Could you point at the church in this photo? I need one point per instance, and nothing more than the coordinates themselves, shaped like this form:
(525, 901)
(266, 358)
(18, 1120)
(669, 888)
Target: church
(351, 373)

## [SHORT EXERCISE]
Write out every line of the data above without changing a single character.

## [REPLY]
Could you point at the church in this photo? I need one point per instance, and nothing more than the coordinates themselves, shaped like this form:
(525, 901)
(266, 358)
(18, 1120)
(669, 888)
Target: church
(351, 373)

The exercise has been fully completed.